▸ **Kurze Übung 1**
Nenne alle Titel der Abschnitte, in die die Arbeit laut dem Text über die Arendt-Studie gegliedert ist.

▸ **Vorgegebener Textauszug**
---+---
Sie richtet den Blick auf das
bislang in der Arendt-Rezeption wenig beachtete Konzept des Begriffs
des Lebens. Ihrem Ansatz nach ist „dies der größte Glanz ihres Genies,
das die Krise der modernen Kultur in ihrer Mitte trifft, dort, wo sich
ihr Schicksal auf Leben und Tod entscheidet“.
Dabei gliedert sie ihre Arbeit in drei Abschnitte – die Biographie
Arendts („Das Leben ist eine Erzählung“), der Auseinandersetzung mit
dem Totalitarismus („Die überflüssige Menschheit“) und der Frage nach
dem handelnden Subjekt („Denken, wollen, urteilen“).
Bei der Biographie zeichnet sich eine deutliche Fokussierung auf das,
für sie prägende Verhältnis zu Martin Heidegger, als auch auf ihre
Identität als Jüdin ab, die u.a. in ihrer Arbeit über die Jüdin Rahel
Varnhagen, die in Berlin einen einflußreichen literarischen Salon im
19. Jahrhundert führte, ihren Ausdruck findet. In diesem Rahmen ist der
Fokus auf das philosophische Schaffen gerichtet – weniger auf die
biographischen Randdaten ihres Lebens. Als roter Faden durchzieht das
Konzept der „Erzählung“ die Studie.
---+---
[Gespeicherte Einträge]
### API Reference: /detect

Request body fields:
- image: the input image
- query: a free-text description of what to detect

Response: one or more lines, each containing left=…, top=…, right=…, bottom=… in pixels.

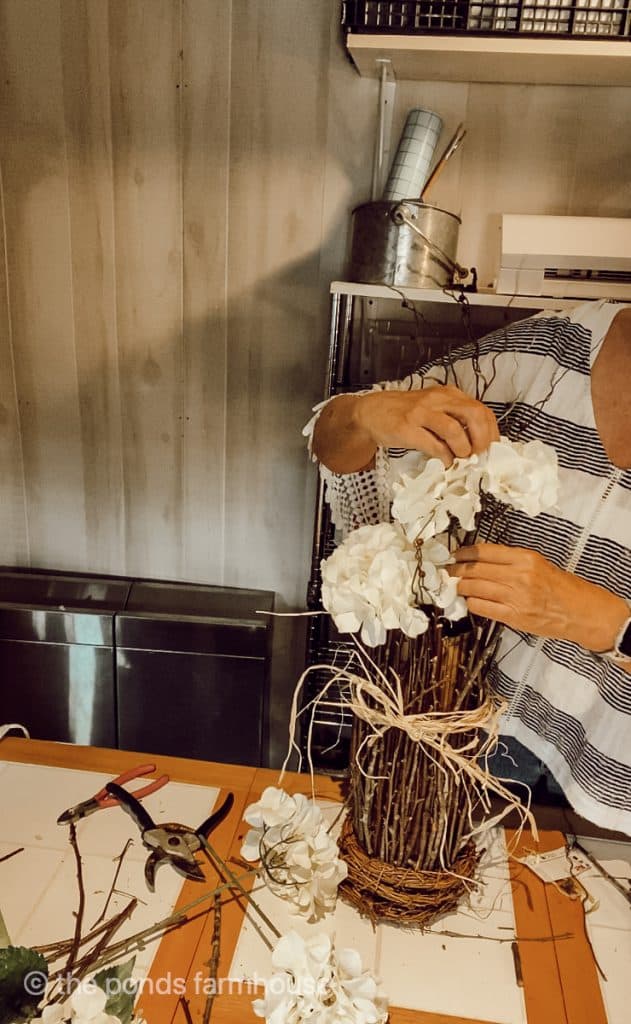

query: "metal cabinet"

left=116, top=584, right=274, bottom=765
left=0, top=570, right=274, bottom=765
left=0, top=572, right=130, bottom=746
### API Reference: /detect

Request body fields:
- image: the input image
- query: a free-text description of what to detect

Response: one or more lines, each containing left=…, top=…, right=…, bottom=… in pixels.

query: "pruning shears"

left=57, top=765, right=169, bottom=825
left=106, top=781, right=235, bottom=892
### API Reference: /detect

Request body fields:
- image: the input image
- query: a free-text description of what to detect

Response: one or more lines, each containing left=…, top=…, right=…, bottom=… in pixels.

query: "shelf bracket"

left=371, top=57, right=396, bottom=201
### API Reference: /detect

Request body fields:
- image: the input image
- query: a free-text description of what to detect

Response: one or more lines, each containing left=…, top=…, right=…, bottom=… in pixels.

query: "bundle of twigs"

left=340, top=613, right=532, bottom=926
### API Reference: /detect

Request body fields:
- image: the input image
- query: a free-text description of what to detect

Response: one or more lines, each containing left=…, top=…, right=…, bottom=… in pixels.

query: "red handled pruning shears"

left=57, top=765, right=169, bottom=825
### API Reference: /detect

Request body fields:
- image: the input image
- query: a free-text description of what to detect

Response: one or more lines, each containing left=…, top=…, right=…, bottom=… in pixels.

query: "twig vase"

left=349, top=615, right=494, bottom=871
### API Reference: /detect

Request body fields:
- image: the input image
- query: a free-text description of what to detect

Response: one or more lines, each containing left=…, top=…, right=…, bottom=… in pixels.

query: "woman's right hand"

left=313, top=385, right=500, bottom=473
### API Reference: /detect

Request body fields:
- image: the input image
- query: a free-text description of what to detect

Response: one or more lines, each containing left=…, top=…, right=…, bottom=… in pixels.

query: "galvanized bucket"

left=349, top=199, right=468, bottom=288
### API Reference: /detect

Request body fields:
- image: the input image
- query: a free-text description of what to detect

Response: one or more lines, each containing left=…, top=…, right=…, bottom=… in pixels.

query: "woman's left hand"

left=448, top=544, right=629, bottom=651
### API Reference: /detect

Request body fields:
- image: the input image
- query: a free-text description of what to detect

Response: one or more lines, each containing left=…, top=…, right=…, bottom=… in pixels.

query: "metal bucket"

left=349, top=199, right=460, bottom=288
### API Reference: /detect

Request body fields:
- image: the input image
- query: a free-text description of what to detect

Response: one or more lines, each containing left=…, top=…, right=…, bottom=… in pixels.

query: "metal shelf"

left=330, top=281, right=585, bottom=309
left=346, top=32, right=631, bottom=86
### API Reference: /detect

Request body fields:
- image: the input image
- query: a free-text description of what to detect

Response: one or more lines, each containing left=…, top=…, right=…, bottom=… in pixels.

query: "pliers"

left=57, top=765, right=169, bottom=825
left=106, top=782, right=235, bottom=892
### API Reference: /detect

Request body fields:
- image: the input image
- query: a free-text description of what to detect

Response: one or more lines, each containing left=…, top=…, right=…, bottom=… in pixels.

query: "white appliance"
---+---
▸ **Kurze Übung 2**
Gib die gespeicherten Einträge noch einmal genau wieder, und zwar von ihrem Anfang bis einschließlich der Zeile mit „left=371, top=57, right=396, bottom=201“. Lass die Bilder in deiner Antwort weg.

▸ **Ergebnis der Aufgabe 1**
- „Das Leben ist eine Erzählung“
- „Die überflüssige Menschheit“
- „Denken, wollen, urteilen“

▸ **Ergebnis der Aufgabe 2**
### API Reference: /detect

Request body fields:
- image: the input image
- query: a free-text description of what to detect

Response: one or more lines, each containing left=…, top=…, right=…, bottom=… in pixels.


query: "metal cabinet"

left=116, top=584, right=274, bottom=765
left=0, top=570, right=274, bottom=765
left=0, top=572, right=130, bottom=746
### API Reference: /detect

Request body fields:
- image: the input image
- query: a free-text description of what to detect

Response: one or more lines, each containing left=…, top=…, right=…, bottom=… in pixels.

query: "pruning shears"

left=57, top=765, right=169, bottom=825
left=106, top=781, right=235, bottom=892
### API Reference: /detect

Request body fields:
- image: the input image
- query: a free-text description of what to detect

Response: one or more lines, each containing left=…, top=…, right=…, bottom=… in pixels.

query: "shelf bracket"

left=371, top=57, right=396, bottom=201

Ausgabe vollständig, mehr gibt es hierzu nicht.